[MATERIAL SHOWN Boundary: Start]
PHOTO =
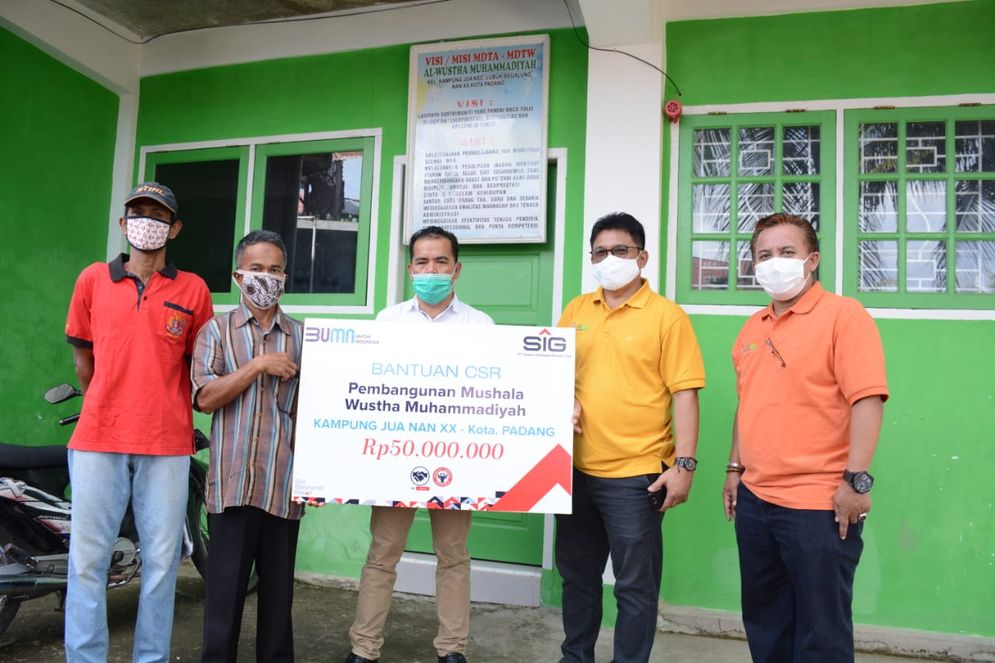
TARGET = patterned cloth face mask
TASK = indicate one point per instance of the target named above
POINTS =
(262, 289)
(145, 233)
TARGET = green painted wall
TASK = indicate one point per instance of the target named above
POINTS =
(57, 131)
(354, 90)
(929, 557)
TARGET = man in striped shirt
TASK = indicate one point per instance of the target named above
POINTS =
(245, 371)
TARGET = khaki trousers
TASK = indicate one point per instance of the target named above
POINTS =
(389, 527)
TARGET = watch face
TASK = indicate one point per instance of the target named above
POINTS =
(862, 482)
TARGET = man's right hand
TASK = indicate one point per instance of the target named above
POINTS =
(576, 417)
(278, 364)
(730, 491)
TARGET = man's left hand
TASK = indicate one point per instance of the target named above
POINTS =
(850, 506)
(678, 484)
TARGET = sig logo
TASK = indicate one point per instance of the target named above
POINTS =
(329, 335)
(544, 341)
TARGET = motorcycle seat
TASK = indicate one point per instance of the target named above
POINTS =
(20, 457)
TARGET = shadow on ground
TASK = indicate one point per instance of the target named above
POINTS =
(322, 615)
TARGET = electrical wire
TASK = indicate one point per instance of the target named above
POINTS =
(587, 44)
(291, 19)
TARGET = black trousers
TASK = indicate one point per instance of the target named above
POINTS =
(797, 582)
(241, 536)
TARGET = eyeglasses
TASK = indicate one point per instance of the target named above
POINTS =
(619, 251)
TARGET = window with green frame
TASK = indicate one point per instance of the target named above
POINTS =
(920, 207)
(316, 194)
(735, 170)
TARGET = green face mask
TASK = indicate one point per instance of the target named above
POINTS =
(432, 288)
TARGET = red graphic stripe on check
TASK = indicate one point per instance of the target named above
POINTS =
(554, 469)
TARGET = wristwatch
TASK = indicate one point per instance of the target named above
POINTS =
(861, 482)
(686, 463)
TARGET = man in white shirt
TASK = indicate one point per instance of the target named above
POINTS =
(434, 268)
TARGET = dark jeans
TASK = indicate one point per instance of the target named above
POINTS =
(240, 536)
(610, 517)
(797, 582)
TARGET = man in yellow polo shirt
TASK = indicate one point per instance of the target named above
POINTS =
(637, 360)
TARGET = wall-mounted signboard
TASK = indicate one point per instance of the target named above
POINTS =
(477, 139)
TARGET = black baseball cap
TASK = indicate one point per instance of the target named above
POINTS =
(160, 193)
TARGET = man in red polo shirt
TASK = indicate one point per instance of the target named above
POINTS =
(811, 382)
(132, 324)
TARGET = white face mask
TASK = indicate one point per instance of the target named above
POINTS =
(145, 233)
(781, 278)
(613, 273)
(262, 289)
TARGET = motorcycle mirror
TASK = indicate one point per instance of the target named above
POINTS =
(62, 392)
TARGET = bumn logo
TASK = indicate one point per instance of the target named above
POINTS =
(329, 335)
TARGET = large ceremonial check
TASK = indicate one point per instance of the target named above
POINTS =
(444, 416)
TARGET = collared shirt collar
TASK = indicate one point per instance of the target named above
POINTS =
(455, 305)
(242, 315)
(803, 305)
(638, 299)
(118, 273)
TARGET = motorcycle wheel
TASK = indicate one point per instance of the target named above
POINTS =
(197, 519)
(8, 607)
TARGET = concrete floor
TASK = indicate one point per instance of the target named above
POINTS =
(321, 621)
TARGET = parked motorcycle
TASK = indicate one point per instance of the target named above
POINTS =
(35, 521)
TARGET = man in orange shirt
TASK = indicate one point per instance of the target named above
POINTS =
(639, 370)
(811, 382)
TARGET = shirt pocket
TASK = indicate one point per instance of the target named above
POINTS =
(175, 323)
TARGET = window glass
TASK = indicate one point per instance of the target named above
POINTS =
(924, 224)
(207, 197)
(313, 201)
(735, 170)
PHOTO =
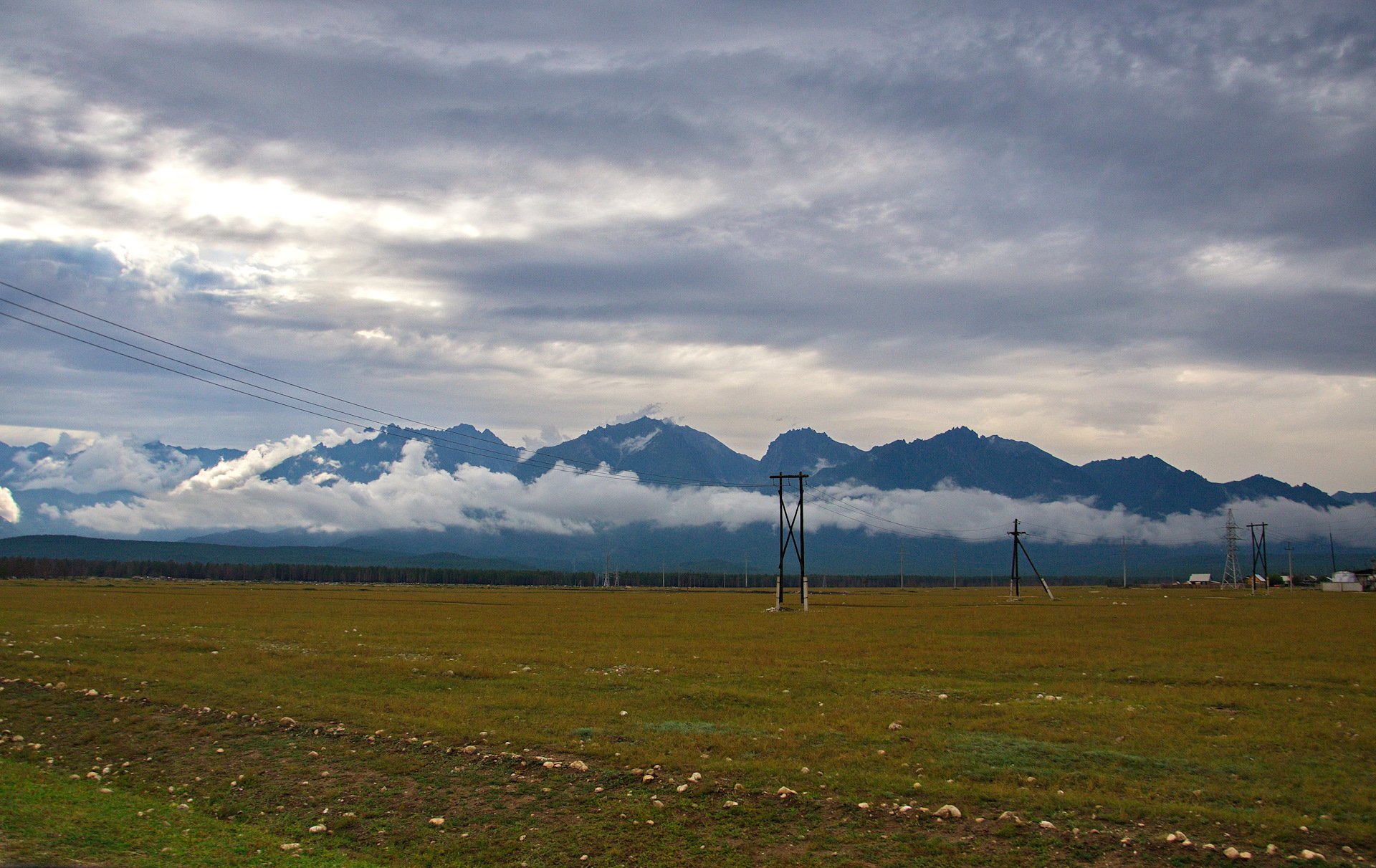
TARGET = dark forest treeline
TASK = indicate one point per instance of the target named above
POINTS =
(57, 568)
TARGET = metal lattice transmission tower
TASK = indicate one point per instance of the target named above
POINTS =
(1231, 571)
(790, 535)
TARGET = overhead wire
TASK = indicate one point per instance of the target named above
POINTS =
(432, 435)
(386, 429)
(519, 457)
[MATERIAL SHOWN Boundary: End]
[MATERIAL SHOWN Boundary: Start]
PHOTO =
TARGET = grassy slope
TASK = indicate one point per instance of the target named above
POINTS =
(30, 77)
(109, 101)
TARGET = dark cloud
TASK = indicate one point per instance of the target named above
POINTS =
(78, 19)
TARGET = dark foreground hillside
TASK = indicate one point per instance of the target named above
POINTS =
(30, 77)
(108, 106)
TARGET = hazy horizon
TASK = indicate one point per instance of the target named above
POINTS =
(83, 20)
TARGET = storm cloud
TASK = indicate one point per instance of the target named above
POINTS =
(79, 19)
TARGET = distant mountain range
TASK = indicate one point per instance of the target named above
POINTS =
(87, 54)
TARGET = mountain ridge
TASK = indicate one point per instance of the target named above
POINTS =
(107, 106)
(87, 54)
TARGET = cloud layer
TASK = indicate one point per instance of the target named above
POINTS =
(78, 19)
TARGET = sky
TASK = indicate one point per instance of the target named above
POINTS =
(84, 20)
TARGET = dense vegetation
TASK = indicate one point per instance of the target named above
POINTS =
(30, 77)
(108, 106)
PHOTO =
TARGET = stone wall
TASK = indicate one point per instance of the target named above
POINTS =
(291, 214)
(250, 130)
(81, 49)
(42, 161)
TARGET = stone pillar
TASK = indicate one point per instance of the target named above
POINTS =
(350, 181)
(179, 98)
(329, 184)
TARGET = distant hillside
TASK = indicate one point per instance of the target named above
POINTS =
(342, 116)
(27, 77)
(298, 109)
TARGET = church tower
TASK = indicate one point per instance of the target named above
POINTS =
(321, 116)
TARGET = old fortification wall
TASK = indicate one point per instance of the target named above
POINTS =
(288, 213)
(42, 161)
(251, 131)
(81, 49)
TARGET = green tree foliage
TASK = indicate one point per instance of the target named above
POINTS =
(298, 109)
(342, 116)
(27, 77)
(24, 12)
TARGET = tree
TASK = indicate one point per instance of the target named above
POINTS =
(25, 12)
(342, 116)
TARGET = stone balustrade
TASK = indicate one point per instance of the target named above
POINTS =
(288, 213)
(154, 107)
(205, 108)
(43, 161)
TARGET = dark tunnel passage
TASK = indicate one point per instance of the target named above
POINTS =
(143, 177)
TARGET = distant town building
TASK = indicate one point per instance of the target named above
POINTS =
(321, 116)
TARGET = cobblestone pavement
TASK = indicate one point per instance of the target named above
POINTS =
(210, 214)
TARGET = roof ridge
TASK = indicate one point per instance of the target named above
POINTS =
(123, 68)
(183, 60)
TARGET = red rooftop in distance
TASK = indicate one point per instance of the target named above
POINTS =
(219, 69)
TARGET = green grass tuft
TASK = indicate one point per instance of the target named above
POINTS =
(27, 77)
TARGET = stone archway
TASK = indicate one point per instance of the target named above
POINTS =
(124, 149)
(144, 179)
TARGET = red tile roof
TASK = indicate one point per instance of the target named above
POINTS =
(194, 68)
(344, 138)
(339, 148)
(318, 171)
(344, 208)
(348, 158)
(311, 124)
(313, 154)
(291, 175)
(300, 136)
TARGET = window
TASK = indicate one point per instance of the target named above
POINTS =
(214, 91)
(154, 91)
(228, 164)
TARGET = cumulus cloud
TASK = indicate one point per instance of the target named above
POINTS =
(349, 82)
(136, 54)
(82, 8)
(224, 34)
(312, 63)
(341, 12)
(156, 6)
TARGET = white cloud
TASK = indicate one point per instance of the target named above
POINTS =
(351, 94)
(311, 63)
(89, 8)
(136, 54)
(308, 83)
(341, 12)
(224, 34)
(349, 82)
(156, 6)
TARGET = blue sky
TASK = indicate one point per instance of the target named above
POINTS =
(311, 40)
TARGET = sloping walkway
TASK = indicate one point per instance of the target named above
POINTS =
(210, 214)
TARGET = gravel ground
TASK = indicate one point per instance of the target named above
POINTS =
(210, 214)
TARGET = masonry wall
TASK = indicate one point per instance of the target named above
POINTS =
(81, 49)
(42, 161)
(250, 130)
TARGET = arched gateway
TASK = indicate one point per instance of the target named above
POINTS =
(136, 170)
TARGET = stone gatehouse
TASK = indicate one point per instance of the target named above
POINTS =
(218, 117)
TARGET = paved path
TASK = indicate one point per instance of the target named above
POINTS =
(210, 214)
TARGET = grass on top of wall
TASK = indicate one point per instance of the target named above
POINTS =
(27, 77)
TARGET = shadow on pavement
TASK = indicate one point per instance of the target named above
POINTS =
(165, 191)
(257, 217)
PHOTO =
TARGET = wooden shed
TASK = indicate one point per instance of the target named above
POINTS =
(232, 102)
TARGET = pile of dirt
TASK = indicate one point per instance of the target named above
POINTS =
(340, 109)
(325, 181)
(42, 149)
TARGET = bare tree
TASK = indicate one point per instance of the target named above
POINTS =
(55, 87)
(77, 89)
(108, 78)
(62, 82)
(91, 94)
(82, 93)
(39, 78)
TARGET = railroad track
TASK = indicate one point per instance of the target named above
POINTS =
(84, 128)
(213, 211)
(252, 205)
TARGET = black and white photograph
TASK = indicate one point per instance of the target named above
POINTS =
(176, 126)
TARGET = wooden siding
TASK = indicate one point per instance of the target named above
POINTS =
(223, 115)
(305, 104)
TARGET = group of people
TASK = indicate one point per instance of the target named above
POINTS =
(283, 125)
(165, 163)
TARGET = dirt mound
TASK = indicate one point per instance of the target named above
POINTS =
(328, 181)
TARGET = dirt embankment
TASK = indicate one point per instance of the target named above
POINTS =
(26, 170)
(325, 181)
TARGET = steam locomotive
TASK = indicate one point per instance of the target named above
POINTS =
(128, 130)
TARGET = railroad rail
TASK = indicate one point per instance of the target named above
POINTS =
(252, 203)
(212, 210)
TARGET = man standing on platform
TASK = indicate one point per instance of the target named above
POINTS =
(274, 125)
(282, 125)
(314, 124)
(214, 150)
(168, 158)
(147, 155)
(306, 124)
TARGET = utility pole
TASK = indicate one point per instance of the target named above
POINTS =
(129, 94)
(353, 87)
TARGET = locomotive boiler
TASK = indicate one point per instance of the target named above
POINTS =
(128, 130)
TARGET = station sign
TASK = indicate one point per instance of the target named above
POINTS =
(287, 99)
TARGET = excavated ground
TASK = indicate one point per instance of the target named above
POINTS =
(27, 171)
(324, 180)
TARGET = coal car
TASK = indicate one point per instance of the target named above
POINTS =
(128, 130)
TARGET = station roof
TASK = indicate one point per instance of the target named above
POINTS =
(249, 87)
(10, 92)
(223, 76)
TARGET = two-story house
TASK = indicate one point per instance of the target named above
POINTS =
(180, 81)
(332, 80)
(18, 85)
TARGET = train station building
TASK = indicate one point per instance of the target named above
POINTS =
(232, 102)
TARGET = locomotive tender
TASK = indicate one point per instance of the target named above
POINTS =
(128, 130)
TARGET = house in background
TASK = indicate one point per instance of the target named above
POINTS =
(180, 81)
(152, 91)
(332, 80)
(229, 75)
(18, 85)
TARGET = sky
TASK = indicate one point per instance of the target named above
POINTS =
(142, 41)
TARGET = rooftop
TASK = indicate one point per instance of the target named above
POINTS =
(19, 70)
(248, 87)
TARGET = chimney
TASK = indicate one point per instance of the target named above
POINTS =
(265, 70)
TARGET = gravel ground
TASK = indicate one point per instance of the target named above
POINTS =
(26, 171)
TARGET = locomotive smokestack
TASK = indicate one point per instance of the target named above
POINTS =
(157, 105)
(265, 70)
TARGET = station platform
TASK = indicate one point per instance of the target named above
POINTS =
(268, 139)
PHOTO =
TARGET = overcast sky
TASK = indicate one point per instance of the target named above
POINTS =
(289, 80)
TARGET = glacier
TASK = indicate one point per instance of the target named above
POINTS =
[MATERIAL SHOWN Boundary: End]
- [WHAT YOU SHOULD DO]
Scan the records above and show every line in which the word "station" occurs.

- [SOLUTION TO THE EXERCISE]
TARGET = station sign
TARGET = station roof
TARGET = train station building
TARGET = station platform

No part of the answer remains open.